WHAT IS BEING ASKED
All of the records must be repeated exactly as they read.

LISTED ENTRIES
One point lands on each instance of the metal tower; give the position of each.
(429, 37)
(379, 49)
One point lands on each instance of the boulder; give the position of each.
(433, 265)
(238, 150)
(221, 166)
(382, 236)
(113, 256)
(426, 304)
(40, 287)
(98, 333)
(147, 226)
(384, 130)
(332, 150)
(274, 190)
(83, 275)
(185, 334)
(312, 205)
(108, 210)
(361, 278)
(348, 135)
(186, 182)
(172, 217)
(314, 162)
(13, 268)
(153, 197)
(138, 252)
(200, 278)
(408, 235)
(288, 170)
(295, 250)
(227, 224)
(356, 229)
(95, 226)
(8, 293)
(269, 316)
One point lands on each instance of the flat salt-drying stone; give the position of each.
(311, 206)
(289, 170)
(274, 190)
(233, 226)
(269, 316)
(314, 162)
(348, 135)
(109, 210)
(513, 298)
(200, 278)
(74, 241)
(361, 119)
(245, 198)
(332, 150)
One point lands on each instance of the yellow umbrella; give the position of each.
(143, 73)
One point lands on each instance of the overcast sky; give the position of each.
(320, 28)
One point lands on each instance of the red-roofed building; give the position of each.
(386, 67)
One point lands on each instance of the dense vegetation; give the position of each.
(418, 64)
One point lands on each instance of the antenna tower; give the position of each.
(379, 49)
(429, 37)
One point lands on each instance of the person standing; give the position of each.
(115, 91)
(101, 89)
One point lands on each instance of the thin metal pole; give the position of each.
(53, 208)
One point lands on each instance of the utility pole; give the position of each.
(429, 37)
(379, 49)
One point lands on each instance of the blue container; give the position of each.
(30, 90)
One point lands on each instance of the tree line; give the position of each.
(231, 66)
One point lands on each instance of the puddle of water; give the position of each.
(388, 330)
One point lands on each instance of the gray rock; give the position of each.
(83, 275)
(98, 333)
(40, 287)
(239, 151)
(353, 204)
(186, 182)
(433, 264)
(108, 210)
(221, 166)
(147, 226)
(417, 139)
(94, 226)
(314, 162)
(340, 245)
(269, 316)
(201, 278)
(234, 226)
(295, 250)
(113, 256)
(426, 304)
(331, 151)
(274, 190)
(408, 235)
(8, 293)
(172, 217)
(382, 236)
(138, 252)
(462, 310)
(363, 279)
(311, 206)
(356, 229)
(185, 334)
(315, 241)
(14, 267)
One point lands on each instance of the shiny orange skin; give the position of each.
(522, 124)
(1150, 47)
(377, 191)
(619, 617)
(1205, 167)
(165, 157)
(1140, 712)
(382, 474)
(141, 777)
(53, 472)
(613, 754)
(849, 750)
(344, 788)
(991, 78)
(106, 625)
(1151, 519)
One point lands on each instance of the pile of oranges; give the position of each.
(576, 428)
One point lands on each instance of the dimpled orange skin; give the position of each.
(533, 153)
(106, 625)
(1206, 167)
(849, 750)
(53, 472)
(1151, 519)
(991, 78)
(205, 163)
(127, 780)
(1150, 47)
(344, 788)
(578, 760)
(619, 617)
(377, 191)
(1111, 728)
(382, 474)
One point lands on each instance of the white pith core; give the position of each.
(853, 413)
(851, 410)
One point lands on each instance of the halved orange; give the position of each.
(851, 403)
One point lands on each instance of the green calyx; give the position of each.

REPLY TO THE EXERCISE
One point lands on each instance of the metal tower; give the position of each.
(429, 37)
(379, 49)
One point lands on each instance of the boulder; give the position of each.
(433, 265)
(238, 150)
(221, 166)
(382, 236)
(113, 256)
(426, 304)
(40, 287)
(98, 333)
(147, 226)
(384, 130)
(332, 150)
(274, 190)
(83, 275)
(185, 334)
(312, 205)
(108, 210)
(361, 278)
(348, 135)
(186, 182)
(172, 217)
(314, 162)
(13, 268)
(153, 197)
(138, 252)
(200, 278)
(408, 235)
(288, 170)
(295, 250)
(227, 224)
(356, 229)
(95, 226)
(8, 293)
(269, 316)
One point lands on each instance of the flat salt-drying stone; give the position of each.
(311, 206)
(289, 170)
(274, 190)
(233, 226)
(269, 316)
(314, 162)
(348, 135)
(109, 210)
(513, 298)
(200, 278)
(74, 241)
(361, 119)
(245, 198)
(332, 150)
One point lands on each instance of the yellow umbrella; give the position of each.
(143, 73)
One point lands on each instance of the overcast sky; give the position of each.
(320, 28)
One point lands on each instance of the red-roofed building; give the position of each.
(386, 67)
One point lands on each instance of the dense vegetation; give the position of each.
(418, 64)
One point lands on each instance of the antenna tower; give the position of each.
(379, 49)
(429, 37)
One point lands on each instance of the person standing; give the position of each.
(115, 91)
(101, 89)
One point lands on each instance of the thin metal pole; give the position of each.
(53, 208)
One point lands on each instance of the utility pole; give the position of each.
(429, 37)
(379, 49)
One point lands on each instance of the blue container; give the position of each.
(30, 90)
One point lands on each instance of the tree line; give the position of each.
(231, 66)
One point lands on each instance of the puddle of water; give the position of each.
(388, 330)
One point lands on each instance of the gray rock; give the position of each.
(83, 275)
(98, 333)
(40, 287)
(239, 151)
(353, 204)
(186, 182)
(433, 264)
(108, 210)
(221, 166)
(147, 226)
(417, 139)
(94, 226)
(314, 162)
(340, 245)
(269, 316)
(201, 278)
(234, 226)
(295, 250)
(113, 256)
(426, 304)
(331, 151)
(274, 190)
(408, 235)
(8, 293)
(172, 217)
(382, 236)
(138, 252)
(462, 310)
(363, 279)
(311, 206)
(356, 229)
(185, 334)
(315, 241)
(14, 267)
One point lands on each instance of the shiny orange skin; give the position of each.
(522, 124)
(1150, 47)
(377, 191)
(619, 617)
(1205, 167)
(165, 157)
(1140, 712)
(382, 474)
(141, 777)
(53, 472)
(613, 754)
(849, 750)
(344, 788)
(991, 78)
(106, 625)
(1151, 519)
One point lands on each instance of the pile of oranges; give the position of each.
(576, 428)
One point lands on each instance of the dimpled orange skin; give the position of each.
(533, 153)
(106, 625)
(1206, 167)
(849, 750)
(53, 472)
(1151, 519)
(991, 78)
(205, 163)
(127, 780)
(1150, 47)
(344, 788)
(578, 760)
(619, 617)
(377, 191)
(1111, 728)
(382, 474)
One point lands on each instance of the white pith core; give the position of each.
(853, 413)
(851, 410)
One point lands on each instance of the halved orange; give the position of each.
(851, 403)
One point lands on each instance of the green calyx; give the position of each.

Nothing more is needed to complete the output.